EXERCISE INSTRUCTIONS:
• 1. Revise the pregnancy account, beginning at the words "Every woman who" and stopping after "that’s perfectly normal.", and replace "unique" with "distinct".
• 2. Resume the pregnancy account after its final sentence and extend it in the same first-person voice.

TEXT SEGMENT:

Every woman who goes through pregnancy goes through it themselves. Every pregnancy is unique. Everyone is different after all. This was my experience… some of it may be familiar… none of it may be and that’s perfectly normal.
I found out I was pregnant the Thursday after our wedding on the Saturday. Took the test and saw the faintest of line… wasn’t convinced. Derek said he could see it too but we weren’t sure. Took another one on the Friday… still faint. So still being on holiday we went shopping where I picked up a digital test. Took it on the Saturday morning… a week after sipping bucks fizz and there it was ‘Pregnant… 1-2weeks’. AAAAARGH now what?!!
I was lucky in that the first trimester I had it pretty easy in comparison to some. I was sore and tired but only nauseous if I didn’t eat regularly enough and never sick. The biggest headache was keeping it secret til our first scan. My mum and dad knew but that was it. Our first scan was booked in for the 23rd December. The last working day before Christmas so I had to navigate the festive period and numerous parties without a beverage. I was on antibiotics, driving early the next day and having to get home for a dish washer delivery (that one was true actually). Obviously there was some suspicion. The 12 week scan arrived and all was good… was actually too early at around 10weeks. My brother was told at Christmas and then we told Derek’s mum and brother before we announced it to all.

EXCERPTED DATA:
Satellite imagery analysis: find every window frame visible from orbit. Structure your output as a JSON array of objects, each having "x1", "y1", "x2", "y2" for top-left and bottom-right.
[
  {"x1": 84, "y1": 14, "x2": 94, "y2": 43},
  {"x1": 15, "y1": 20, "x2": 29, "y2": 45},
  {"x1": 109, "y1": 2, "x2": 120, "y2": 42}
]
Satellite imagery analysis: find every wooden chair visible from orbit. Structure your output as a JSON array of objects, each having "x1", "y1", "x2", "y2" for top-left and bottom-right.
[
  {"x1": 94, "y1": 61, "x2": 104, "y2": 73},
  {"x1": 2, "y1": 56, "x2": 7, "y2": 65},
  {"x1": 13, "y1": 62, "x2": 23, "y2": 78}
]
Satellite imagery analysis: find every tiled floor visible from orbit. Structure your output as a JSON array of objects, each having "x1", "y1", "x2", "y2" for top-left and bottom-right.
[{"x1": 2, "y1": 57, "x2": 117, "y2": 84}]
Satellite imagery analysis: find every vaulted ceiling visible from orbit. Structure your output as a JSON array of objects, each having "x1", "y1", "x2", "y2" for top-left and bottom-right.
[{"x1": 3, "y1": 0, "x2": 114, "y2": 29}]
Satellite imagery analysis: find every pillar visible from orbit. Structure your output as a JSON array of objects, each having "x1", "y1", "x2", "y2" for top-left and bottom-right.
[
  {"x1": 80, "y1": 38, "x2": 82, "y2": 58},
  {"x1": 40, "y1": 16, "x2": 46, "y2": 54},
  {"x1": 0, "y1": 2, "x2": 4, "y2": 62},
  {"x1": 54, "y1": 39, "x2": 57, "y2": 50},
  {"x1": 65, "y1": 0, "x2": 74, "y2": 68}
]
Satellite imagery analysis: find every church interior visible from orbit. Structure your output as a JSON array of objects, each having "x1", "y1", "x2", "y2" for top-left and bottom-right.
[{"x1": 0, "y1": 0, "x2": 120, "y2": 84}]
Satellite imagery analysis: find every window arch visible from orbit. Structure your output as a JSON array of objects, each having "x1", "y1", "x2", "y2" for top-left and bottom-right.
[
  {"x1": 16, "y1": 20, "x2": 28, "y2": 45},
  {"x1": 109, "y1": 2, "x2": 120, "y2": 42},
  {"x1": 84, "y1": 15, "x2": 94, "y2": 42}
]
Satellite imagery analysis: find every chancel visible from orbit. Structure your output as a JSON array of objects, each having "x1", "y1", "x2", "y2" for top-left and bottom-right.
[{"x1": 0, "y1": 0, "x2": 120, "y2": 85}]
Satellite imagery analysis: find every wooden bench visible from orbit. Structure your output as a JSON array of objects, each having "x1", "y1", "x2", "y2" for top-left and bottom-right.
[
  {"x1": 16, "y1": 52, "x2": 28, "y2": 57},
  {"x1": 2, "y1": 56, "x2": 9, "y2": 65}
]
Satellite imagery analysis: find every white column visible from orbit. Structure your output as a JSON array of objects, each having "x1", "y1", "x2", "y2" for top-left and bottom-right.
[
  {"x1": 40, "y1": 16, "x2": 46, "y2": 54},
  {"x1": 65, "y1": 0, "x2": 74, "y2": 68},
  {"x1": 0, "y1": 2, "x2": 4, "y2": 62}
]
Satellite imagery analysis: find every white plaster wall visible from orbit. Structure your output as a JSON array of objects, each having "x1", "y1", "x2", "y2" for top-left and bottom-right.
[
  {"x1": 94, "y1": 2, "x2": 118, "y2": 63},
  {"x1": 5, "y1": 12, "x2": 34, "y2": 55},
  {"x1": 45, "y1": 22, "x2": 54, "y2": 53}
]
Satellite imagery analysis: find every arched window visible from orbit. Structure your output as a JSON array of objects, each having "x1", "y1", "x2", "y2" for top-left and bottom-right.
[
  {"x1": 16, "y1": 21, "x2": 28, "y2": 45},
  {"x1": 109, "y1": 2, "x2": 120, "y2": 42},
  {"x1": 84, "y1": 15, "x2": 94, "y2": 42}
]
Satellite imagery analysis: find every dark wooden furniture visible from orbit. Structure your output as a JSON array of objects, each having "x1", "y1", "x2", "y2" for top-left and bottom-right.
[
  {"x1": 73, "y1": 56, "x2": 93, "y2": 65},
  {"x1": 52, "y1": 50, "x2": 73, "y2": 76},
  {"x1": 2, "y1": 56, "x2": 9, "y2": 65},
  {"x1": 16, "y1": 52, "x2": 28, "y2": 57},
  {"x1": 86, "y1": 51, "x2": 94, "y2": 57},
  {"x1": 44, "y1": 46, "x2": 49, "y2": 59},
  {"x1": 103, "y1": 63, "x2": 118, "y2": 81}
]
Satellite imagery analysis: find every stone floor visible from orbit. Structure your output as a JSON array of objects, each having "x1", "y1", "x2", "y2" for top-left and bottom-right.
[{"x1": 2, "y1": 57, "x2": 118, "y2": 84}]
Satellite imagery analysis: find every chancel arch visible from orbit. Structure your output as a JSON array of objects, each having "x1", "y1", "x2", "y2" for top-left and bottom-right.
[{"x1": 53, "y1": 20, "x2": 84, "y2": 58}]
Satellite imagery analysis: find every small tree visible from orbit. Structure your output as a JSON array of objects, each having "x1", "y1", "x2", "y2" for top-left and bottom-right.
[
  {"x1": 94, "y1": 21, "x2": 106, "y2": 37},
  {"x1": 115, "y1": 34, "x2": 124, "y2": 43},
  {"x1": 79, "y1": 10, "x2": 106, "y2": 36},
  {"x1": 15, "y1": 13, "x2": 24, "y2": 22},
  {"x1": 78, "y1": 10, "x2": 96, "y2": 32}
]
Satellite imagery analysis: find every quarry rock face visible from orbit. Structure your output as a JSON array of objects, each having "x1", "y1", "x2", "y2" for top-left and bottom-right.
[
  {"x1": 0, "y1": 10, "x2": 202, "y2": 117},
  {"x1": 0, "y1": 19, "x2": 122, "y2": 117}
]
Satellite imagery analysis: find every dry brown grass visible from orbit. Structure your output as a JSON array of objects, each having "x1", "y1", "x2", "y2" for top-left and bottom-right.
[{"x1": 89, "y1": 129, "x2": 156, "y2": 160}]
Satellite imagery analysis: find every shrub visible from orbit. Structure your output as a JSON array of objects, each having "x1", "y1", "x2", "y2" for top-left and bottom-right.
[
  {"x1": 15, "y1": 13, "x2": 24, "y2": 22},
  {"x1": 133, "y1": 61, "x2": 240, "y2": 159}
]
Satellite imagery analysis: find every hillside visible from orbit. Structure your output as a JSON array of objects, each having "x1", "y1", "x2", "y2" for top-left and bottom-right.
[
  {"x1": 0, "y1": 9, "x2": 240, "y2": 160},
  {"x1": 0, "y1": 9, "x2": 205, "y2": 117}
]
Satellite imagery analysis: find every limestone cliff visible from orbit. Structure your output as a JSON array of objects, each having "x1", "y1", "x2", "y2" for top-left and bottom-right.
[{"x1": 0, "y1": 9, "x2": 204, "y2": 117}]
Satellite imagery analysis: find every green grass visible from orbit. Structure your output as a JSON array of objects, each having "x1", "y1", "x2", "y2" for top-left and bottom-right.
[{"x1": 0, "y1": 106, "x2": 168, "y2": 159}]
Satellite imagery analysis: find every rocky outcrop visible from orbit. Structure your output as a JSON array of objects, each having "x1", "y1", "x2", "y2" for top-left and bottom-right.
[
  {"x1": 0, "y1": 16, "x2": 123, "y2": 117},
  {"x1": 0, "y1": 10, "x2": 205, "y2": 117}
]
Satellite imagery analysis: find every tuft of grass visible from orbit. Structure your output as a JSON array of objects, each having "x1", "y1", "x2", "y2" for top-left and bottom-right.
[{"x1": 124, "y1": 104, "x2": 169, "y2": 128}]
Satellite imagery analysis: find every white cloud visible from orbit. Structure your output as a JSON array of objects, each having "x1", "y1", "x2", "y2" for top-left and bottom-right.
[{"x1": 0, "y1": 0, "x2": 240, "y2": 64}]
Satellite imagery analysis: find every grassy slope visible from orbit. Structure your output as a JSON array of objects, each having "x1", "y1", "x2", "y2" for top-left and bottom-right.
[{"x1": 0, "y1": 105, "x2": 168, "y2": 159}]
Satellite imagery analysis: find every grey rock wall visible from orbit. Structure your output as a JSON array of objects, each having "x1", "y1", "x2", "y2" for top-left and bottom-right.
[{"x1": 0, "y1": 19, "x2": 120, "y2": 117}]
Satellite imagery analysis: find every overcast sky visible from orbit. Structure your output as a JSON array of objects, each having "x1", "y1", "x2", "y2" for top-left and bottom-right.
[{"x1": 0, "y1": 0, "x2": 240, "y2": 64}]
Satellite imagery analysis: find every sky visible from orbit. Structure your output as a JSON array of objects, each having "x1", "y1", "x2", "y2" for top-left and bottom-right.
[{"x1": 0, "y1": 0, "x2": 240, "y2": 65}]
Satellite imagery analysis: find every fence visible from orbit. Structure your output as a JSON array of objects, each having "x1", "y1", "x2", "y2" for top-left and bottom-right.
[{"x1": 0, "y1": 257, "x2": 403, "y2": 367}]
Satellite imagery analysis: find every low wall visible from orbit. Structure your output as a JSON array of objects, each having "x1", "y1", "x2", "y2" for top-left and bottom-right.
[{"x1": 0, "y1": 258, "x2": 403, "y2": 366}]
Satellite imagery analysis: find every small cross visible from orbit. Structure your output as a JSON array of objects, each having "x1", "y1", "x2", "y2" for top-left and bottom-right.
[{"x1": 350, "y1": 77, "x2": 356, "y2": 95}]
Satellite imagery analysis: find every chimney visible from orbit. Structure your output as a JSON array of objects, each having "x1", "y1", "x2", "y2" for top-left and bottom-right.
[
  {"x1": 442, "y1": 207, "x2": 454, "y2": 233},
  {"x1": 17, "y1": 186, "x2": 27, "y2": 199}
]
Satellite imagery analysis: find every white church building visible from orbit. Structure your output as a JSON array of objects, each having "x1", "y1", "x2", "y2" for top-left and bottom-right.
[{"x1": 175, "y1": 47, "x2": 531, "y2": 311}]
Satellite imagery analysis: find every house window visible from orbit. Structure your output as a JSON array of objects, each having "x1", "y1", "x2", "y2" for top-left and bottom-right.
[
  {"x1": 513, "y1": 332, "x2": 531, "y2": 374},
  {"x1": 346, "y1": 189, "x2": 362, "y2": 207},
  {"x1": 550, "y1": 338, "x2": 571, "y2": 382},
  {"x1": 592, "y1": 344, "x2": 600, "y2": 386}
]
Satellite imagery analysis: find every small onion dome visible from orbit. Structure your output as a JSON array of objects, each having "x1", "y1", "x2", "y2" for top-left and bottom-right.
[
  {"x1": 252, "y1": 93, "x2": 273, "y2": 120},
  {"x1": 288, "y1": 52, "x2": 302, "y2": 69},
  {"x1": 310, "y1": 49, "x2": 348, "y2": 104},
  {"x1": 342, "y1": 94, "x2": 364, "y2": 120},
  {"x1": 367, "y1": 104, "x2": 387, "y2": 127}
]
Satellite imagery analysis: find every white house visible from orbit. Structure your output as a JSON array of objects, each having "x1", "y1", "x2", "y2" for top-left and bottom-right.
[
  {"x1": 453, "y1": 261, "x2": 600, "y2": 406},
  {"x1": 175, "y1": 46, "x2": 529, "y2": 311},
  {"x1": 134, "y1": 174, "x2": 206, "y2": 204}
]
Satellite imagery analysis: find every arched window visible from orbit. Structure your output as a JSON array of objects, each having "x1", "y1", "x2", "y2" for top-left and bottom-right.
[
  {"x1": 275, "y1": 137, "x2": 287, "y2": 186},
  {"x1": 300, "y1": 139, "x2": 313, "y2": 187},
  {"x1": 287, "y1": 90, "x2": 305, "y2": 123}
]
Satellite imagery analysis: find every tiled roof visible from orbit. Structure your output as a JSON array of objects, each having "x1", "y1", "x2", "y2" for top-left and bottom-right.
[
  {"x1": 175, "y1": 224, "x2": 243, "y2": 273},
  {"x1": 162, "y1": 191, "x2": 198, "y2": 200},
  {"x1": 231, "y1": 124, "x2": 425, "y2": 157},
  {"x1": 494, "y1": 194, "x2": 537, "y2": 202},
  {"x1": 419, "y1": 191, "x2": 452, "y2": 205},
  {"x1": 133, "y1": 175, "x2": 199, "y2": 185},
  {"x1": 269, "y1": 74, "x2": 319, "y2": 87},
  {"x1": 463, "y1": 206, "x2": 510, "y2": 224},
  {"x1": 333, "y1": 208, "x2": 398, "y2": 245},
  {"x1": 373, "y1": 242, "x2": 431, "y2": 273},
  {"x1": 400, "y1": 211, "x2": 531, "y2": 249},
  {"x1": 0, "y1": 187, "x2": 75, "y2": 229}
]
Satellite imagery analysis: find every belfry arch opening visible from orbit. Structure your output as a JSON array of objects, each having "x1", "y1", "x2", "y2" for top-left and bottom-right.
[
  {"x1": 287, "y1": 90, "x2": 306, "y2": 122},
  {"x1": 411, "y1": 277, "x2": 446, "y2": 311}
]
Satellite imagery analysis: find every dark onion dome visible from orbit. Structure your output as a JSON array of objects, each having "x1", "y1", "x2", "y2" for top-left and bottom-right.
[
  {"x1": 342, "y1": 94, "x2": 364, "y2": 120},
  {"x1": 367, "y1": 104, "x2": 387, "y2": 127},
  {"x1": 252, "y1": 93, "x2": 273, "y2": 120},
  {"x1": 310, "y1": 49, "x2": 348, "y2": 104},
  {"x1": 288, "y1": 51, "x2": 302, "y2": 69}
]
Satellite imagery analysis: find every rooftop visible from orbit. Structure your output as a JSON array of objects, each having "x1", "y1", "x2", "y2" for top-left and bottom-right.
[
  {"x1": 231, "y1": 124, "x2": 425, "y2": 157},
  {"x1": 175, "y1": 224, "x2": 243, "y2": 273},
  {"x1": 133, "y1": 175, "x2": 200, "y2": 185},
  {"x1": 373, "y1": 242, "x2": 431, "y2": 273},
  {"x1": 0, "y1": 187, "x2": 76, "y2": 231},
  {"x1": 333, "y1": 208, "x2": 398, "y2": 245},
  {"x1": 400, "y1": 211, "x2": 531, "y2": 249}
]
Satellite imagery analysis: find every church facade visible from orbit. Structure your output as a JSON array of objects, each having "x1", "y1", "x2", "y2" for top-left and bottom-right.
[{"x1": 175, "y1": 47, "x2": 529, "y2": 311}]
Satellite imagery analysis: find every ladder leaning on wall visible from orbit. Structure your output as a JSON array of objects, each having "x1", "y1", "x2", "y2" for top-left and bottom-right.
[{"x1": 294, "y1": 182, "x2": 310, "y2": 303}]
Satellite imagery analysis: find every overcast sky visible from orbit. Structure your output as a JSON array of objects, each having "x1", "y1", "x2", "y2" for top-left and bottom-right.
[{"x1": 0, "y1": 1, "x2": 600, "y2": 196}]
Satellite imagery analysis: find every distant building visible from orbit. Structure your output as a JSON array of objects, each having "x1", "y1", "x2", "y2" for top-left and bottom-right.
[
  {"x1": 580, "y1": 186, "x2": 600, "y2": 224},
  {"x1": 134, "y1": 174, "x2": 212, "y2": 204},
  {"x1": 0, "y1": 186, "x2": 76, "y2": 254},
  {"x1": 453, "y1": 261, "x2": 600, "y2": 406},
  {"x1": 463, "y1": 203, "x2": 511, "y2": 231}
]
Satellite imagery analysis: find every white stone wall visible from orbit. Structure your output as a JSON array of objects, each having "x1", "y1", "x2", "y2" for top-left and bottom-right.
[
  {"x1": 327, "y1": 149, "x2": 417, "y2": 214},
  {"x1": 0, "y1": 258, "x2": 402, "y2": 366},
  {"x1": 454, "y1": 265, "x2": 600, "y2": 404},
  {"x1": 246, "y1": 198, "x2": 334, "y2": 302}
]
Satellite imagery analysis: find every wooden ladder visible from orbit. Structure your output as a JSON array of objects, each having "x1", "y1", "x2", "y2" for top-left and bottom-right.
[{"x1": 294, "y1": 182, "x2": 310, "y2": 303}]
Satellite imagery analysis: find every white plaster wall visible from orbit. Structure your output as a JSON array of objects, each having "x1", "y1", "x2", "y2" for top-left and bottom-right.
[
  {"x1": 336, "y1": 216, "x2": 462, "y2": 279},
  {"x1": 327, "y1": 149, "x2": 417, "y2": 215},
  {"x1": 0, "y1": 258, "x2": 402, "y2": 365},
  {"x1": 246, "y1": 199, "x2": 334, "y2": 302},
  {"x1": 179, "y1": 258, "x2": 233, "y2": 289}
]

TASK-BY-TASK ANSWERS:
• 1.
Every woman who goes through pregnancy goes through it themselves. Every pregnancy is distinct. Everyone is different after all. This was my experience… some of it may be familiar… none of it may be and that’s perfectly normal.

• 2.
The rest of the pregnancy progressed well with puking a lot in the 3rd trimester due to heartburn and sciatica getting the better of me when I had spent to much time on my feet. My work colleagues helped massively by taking stress inducers away where possible, giving some lovely gifts before I finished for mat leave and I had the amazing aqua natal yoga that helped with my aches. Only one scary moment where I hadn’t felt Squish (Isaacs in utero name as we didn’t find out what we were having before he arrived) move as much as usual but turned out he was just trolling me. He then kept me waiting 2 weeks before he had his eviction notice served (there will be a post about this at some point in the future).
All in all it was a pretty positive experience but, there is always a but, it was also one of the loneliest and scariest periods of my life.
We were the first of our friends to be pregnant and, you know something, we really found out who our friends were during pregnancy and becoming parents. I felt isolated for majority, plans that were made were never ideal for me in my pregnant and sore state. There was no baby shower or just hanging out or going for afternoon tea. No girly chats about it all. No excitement outside us and a few others. The majority of our ‘friends’ didn’t really care. When he arrived there was even less from them. So I was done with them. Ignore me – fine. Ignore my family…. I will go mama bear. In the end its still positive though as we now have friendships that we know will last a lifetime and Isaac will have the people who truly care around him.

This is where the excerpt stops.